(Records from a data source)
========================================

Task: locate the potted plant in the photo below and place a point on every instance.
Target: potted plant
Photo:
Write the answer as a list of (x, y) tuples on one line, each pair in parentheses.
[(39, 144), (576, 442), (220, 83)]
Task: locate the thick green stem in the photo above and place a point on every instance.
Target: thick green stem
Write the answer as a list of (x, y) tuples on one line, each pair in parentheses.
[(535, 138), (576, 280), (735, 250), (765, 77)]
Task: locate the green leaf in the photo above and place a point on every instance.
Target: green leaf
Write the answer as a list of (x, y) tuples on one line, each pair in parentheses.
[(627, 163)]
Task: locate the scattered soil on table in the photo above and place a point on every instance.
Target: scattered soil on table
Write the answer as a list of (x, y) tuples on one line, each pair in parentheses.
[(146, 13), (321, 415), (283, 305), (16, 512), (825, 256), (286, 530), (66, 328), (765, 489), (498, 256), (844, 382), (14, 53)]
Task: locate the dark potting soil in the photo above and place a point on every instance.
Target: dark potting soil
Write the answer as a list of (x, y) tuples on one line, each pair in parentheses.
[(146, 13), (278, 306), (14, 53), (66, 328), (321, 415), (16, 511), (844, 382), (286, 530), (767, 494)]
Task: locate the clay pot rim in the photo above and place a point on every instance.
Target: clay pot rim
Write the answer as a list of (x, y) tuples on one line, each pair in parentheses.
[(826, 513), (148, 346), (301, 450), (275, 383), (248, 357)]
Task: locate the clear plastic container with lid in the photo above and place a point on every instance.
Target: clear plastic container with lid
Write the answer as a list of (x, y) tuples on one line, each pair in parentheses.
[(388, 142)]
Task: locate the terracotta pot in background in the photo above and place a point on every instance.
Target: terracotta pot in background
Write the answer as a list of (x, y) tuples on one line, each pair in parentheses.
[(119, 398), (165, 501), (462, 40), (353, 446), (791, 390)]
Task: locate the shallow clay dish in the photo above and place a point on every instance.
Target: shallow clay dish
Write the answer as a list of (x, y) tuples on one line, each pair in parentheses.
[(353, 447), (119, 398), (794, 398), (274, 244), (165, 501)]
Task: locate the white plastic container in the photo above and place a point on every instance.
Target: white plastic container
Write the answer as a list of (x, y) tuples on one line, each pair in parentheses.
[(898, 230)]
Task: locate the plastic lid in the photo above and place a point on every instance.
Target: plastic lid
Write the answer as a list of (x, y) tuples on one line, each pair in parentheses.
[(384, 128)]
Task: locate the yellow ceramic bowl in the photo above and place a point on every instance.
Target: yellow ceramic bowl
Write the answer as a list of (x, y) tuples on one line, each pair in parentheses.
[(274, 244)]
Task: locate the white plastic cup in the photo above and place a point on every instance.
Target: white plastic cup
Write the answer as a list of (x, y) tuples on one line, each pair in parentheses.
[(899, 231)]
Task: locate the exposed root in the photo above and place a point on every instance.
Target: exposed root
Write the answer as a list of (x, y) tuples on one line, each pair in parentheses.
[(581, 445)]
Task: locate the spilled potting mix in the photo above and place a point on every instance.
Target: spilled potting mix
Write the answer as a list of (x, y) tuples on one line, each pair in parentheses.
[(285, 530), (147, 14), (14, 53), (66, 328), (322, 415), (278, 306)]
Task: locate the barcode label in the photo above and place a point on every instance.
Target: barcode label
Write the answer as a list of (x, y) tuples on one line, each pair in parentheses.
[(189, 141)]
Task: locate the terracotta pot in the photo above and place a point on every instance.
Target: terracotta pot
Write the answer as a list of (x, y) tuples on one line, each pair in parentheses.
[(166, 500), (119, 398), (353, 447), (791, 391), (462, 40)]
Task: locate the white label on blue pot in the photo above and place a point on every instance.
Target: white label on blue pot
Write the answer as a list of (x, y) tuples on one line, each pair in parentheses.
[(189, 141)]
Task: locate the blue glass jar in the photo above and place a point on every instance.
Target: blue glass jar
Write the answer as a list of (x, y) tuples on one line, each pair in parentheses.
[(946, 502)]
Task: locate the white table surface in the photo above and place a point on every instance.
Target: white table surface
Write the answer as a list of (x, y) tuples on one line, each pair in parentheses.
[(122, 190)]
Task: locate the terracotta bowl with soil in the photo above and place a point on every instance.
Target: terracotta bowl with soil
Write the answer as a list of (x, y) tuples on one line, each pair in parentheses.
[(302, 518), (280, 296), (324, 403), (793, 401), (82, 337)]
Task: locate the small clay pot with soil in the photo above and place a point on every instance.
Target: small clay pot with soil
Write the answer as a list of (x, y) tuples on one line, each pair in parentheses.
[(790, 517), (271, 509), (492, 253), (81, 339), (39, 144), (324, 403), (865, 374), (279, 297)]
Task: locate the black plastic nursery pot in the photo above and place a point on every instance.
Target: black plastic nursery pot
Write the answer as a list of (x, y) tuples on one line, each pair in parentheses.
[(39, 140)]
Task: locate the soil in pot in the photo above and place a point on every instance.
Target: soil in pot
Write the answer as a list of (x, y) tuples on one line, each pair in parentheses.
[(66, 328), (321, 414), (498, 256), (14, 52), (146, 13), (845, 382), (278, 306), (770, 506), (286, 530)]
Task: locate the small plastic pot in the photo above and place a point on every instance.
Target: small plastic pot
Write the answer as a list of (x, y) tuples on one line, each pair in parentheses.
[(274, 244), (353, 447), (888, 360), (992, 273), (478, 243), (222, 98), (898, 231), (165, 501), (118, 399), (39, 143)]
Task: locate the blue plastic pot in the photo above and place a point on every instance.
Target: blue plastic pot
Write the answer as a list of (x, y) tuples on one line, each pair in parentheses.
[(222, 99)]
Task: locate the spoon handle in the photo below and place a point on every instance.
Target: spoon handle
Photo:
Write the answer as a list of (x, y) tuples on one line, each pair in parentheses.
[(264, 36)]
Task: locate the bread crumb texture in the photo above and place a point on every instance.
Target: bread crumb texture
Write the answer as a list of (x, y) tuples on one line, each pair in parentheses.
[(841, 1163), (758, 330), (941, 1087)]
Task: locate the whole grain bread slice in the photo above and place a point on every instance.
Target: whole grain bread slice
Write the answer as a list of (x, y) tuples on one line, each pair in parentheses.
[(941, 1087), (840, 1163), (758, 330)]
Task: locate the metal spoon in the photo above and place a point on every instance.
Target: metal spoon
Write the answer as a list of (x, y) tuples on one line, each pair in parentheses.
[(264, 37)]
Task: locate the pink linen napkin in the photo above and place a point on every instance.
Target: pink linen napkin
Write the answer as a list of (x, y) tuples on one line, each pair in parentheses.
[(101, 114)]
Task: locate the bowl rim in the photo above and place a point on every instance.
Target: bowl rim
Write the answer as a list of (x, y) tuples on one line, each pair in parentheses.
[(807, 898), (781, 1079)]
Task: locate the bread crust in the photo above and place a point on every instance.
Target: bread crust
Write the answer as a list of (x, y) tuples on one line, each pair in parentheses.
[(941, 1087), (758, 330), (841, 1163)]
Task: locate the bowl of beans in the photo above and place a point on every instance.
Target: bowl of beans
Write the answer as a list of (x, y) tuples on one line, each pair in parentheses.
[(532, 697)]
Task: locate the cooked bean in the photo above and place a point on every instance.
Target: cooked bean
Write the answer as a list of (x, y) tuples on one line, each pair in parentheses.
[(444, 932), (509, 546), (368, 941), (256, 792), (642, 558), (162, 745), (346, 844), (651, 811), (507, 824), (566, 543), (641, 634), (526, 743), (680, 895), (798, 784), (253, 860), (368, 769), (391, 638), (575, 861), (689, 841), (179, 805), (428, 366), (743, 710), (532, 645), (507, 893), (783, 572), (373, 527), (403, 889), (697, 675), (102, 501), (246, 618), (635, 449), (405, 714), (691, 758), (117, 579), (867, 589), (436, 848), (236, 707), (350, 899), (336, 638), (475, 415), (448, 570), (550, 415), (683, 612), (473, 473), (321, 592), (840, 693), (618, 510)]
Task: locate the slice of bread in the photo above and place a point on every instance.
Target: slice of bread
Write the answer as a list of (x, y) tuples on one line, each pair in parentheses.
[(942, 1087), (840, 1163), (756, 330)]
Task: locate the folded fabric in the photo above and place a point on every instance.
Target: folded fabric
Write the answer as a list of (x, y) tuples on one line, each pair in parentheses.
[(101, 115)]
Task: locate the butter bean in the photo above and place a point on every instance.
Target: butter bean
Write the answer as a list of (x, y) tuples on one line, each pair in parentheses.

========================================

(GIVEN TASK)
Exactly and only the lines from the one containing "Task: locate the cooked" through the end of the material are to be reproduced, both ends included.

(WRITTEN SOLUTION)
Task: locate the cooked bean in the photo above and place a point on every instance.
Target: cooked bean
Write the answer as a list of (x, y) tuples on one line, each pair in parentheses.
[(444, 932), (509, 546), (368, 941), (256, 792), (642, 558), (162, 745), (346, 844), (651, 811), (507, 824), (566, 543), (641, 634), (526, 743), (680, 895), (798, 784), (253, 860), (368, 769), (391, 638), (575, 861), (689, 841), (179, 805), (428, 366), (743, 710), (532, 645), (507, 893), (783, 572), (373, 527), (403, 889), (697, 675), (102, 501), (246, 618), (635, 449), (405, 714), (691, 758), (117, 579), (867, 589), (436, 848), (236, 707), (350, 899), (336, 638), (475, 415), (448, 570), (550, 415), (683, 612), (473, 473), (321, 592), (840, 693), (618, 510)]
Task: locate the slice of bread in the photo above and place a point on every instance.
Target: slice of bread
Write the answer as a list of (x, y) tuples on one line, each pair in parentheses.
[(942, 1087), (840, 1163), (756, 330)]
Task: locate the folded fabric in the photo above and place a point on every instance.
Target: folded fabric
Write the answer as a list of (x, y) tuples on one line, each pair in parentheses.
[(101, 115)]
Task: locate the butter bean in the photo above and place a point on every instance.
Target: butter bean
Write the answer as a list of (x, y) tuples on one line, each pair in parentheses.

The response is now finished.